** Opening Supplied text block **
How To Get Respect
I’ve written about time management more than once. Maybe it’s the forty-something in me but I’m obsessed with it. There is no commodity more valuable than time. Jim Rohn would say that effective time management is the best-kept secret of the rich (rich meaning successful, not wealthy) and I could not agree more. I also learned many years ago that time management is a kind of misnomer because you can’t actually manage time. It marches along at its own pace. We all have the same twenty-four hours in a day, no more and no less. And you can’t save it; you can only spend it.
Time management in a word is just priorities. And you are either managing your priorities or everyone else’s.
Most people whether they admit it or not are working on other people’s goals and not their own. Because when you instinctively look to your phone for new messages or spend the better part of days battling your email inbox, you’re actually working on other people’s priorities, not your own. When you pick up the phone every time it rings or look at your email several times in an hour, it’s no longer something for your convenience rather the convenience of others. And when you go to Facebook several times a day to see what your friends are up to it’s an admission that their life is more interesting than your own.
Over a year ago I stopped reading and replying to nearly 95% of emails. I doubt I need to provide more back-story as to why.
** Closing Supplied text block **
** Opening Dataset block **
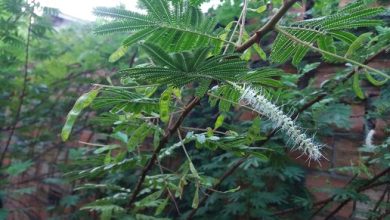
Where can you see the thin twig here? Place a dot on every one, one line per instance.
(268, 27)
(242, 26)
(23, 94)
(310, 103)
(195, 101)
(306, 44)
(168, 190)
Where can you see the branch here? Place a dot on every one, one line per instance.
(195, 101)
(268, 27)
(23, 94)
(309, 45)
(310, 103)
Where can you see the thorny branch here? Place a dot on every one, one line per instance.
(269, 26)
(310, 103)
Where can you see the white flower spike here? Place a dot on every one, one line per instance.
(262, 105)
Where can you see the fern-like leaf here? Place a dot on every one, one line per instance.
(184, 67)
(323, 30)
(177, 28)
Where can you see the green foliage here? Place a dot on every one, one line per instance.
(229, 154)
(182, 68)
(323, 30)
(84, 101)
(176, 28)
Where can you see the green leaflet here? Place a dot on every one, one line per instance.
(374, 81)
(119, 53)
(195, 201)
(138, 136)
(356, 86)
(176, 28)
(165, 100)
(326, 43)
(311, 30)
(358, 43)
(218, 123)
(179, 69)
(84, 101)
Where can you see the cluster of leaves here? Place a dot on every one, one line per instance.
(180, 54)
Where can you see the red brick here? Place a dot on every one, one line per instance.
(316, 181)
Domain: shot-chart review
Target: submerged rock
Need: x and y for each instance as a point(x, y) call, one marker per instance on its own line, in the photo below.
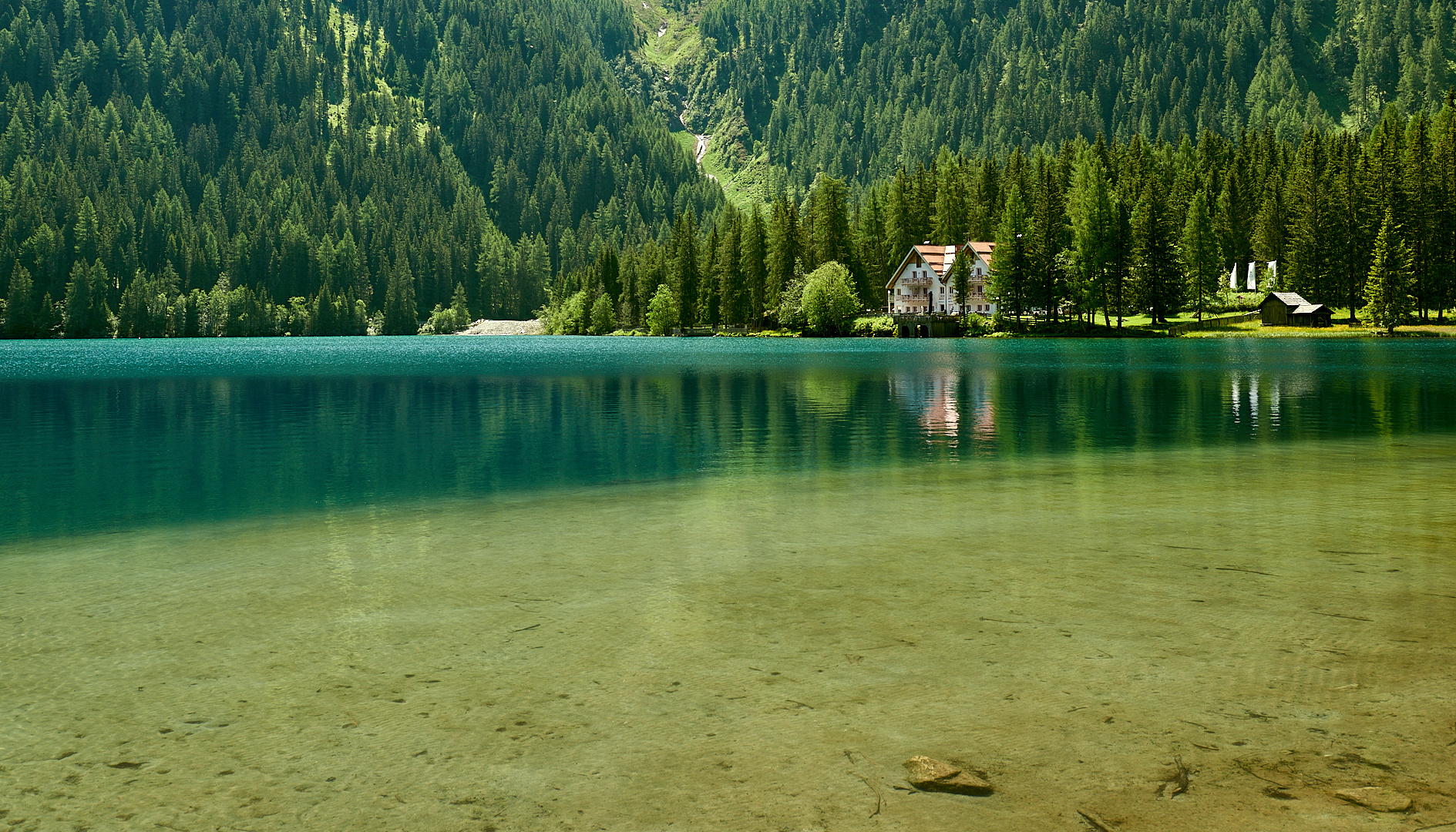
** Closing Dataset block **
** Opening Dataset block **
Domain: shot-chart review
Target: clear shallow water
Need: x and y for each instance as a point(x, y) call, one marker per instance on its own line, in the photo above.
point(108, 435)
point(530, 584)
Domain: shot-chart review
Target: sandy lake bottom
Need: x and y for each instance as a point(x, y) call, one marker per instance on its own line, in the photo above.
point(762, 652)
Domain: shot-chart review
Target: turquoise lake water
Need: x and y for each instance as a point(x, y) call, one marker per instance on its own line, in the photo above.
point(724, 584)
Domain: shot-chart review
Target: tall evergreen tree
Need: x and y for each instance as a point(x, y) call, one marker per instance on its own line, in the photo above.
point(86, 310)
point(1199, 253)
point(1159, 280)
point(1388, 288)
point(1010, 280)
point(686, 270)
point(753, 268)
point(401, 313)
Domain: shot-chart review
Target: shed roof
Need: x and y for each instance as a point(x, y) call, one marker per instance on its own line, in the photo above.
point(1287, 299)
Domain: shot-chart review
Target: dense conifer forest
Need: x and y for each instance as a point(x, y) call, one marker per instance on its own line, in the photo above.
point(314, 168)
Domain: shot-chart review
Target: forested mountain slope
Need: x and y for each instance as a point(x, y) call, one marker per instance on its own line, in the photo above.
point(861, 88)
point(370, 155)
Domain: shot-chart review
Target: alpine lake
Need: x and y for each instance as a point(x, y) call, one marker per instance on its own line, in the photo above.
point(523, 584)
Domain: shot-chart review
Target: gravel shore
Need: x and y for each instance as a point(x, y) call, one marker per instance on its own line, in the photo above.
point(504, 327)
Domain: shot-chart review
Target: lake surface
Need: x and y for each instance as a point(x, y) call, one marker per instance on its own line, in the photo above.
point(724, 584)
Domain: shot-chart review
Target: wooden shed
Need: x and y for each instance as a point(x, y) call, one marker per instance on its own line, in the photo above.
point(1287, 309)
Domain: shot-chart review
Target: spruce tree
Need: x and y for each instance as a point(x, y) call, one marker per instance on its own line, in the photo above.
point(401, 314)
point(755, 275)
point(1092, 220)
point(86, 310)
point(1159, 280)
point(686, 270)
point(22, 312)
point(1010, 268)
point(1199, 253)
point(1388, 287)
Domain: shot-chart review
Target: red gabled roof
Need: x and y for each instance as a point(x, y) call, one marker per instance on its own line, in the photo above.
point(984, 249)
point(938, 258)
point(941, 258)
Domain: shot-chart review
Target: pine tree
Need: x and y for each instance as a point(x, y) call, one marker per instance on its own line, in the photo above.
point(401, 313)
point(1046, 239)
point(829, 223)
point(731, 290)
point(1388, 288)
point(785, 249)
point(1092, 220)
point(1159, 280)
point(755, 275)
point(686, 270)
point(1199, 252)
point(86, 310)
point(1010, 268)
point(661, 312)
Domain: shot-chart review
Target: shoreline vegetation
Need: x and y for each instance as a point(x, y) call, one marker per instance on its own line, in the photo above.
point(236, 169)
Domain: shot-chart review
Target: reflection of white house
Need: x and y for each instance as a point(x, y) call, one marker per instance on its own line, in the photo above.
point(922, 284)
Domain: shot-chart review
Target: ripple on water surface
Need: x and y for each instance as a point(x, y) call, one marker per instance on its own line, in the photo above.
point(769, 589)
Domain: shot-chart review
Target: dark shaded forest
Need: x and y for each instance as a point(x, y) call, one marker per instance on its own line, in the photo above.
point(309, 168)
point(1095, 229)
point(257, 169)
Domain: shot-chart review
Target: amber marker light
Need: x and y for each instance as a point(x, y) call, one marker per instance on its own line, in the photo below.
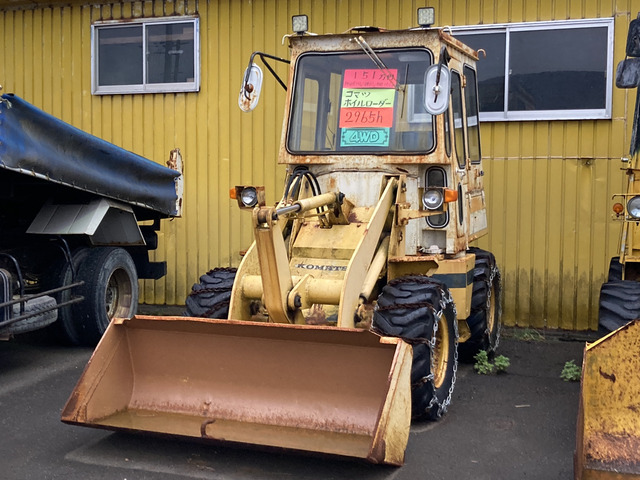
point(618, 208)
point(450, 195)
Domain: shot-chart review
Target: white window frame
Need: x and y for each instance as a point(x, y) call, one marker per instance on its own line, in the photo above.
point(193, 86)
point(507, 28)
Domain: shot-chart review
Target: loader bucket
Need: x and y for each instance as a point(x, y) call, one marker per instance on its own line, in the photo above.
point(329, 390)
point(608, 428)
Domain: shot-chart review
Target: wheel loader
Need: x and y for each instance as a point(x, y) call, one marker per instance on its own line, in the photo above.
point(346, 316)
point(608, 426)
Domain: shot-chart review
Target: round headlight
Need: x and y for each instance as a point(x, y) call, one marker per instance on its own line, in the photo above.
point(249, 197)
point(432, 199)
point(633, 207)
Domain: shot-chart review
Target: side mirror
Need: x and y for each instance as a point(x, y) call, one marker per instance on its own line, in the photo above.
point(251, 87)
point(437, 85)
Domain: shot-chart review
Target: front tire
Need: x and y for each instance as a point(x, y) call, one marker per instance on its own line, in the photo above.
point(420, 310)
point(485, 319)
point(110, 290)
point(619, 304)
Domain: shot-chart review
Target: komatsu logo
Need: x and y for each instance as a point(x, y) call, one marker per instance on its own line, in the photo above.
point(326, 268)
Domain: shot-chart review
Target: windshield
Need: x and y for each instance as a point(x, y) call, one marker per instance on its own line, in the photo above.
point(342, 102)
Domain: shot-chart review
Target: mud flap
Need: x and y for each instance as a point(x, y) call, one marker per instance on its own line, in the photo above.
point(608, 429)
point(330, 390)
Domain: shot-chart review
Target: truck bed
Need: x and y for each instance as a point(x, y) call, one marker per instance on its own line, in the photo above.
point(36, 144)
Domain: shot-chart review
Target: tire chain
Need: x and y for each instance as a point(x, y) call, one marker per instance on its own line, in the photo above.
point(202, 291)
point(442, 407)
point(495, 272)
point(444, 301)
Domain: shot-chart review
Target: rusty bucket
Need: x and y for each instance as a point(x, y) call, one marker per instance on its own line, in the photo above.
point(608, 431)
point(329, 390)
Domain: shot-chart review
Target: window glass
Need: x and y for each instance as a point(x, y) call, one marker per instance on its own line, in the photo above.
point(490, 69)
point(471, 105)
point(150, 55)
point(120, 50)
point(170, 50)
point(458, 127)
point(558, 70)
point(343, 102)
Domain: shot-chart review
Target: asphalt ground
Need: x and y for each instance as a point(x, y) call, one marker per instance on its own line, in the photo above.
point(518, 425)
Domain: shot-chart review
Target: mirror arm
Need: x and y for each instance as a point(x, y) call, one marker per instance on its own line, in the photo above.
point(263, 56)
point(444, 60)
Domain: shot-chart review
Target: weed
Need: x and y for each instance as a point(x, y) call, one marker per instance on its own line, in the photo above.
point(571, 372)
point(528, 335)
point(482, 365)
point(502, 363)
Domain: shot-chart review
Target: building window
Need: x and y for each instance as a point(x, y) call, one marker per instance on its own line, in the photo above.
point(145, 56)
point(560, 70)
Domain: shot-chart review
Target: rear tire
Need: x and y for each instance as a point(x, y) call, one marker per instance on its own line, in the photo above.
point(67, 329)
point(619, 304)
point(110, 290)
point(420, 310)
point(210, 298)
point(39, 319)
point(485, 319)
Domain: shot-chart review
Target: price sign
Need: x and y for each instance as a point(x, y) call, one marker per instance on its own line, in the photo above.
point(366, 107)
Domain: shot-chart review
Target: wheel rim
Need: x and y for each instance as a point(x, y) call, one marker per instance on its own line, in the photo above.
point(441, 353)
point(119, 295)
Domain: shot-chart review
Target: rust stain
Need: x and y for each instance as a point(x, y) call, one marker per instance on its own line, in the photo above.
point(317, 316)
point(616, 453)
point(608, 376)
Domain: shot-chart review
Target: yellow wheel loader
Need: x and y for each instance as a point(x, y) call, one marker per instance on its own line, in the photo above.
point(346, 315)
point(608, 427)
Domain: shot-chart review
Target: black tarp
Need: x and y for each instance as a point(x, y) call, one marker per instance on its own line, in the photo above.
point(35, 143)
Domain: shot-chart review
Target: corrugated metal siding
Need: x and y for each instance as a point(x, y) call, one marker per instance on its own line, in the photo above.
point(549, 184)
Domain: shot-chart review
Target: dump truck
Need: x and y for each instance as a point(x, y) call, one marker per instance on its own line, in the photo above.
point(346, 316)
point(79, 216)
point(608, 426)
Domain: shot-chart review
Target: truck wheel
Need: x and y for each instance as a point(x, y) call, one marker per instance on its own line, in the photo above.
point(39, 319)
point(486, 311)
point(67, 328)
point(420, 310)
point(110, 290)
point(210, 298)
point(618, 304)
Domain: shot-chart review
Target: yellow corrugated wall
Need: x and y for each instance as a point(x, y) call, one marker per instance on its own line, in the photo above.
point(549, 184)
** Closing Dataset block **
● Exercise 1: Retype the time management text from "Time management in" to "back-story as to why.".
● Exercise 2: In the time management text, what share of emails did the writer stop reading and replying to over a year ago?
This data has no connection to the time management text.

● Task answer 1:
Time management in a word is just priorities. And you are either managing your priorities or everyone else’s.
Most people whether they admit it or not are working on other people’s goals and not their own. Because when you instinctively look to your phone for new messages or spend the better part of days battling your email inbox, you’re actually working on other people’s priorities, not your own. When you pick up the phone every time it rings or look at your email several times in an hour, it’s no longer something for your convenience rather the convenience of others. And when you go to Facebook several times a day to see what your friends are up to it’s an admission that their life is more interesting than your own.
Over a year ago I stopped reading and replying to nearly 95% of emails. I doubt I need to provide more back-story as to why.

● Task answer 2: Nearly 95% of emails.